• **INSTRUCTION**: Reproduce word for word the lines of the records below, from the line containing "Check that every instance of the black" through the last line of the records, both ends included.
━━━━━━
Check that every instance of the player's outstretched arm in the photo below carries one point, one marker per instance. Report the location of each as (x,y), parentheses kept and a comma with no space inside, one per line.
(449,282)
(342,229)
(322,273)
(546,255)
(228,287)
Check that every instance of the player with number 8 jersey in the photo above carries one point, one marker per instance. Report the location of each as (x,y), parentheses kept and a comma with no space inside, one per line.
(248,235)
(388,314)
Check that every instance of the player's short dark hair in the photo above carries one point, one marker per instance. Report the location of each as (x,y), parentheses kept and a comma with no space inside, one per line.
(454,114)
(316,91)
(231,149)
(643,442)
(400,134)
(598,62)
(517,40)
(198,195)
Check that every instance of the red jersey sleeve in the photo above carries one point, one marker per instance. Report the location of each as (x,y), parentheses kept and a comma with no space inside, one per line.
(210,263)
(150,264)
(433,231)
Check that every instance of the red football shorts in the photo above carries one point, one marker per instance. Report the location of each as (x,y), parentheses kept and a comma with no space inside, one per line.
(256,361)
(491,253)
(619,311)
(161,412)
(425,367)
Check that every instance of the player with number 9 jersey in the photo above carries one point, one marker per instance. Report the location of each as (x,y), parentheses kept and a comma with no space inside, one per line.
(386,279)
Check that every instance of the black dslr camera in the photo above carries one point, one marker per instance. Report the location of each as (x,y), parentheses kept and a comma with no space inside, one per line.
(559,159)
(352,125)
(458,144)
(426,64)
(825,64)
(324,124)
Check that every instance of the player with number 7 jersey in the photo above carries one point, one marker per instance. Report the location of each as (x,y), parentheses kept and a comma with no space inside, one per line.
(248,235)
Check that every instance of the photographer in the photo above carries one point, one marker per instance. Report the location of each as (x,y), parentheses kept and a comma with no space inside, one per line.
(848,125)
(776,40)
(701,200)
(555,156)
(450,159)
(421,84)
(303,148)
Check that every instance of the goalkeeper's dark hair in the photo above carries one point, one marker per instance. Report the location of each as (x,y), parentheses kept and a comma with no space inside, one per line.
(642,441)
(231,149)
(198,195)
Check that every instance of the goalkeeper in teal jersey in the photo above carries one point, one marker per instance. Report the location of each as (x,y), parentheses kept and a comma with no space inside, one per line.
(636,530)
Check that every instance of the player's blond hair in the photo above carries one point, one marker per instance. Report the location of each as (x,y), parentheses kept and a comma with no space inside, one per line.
━━━━━━
• **TASK OUTPUT**:
Check that every instance of the black dslr camera in the photo above carries one point, one marker per instance. Report the location of each as (x,y), parentheses kept and a comma with no space inside, one per line.
(559,159)
(352,125)
(458,144)
(426,64)
(825,64)
(324,124)
Check that every instance of the player with number 7 jersey in the photo above carries one point, one marker per instance. Report the location of each as (x,y), parentheses kept and a comma with no space inside, one per line.
(248,235)
Check that every instance of the photographer in the photo above carries one point, one marker per instance. Report the location of each as (x,y), parentheses kept and a comma with no space inside, one per line.
(848,125)
(776,40)
(701,200)
(555,156)
(450,159)
(421,84)
(303,148)
Check that every instance of the goalkeeper's dark hair in the photo above carries one point, one marker per instance. Report the location of each as (x,y), parentheses kept and a comma with no space inside, one per line.
(642,441)
(231,149)
(198,195)
Check that every instance of the goalkeeper in teal jersey in the photo above carries one point, one marker per instance. Report the location of each as (x,y), parentheses kept and a comma with no space inside, one per line.
(636,530)
Check that every instance of the player's blond hair in the photo above carries one point, one marker per instance. Report the location of each as (x,y), parentheses kept and a comma with no space inside, one per line.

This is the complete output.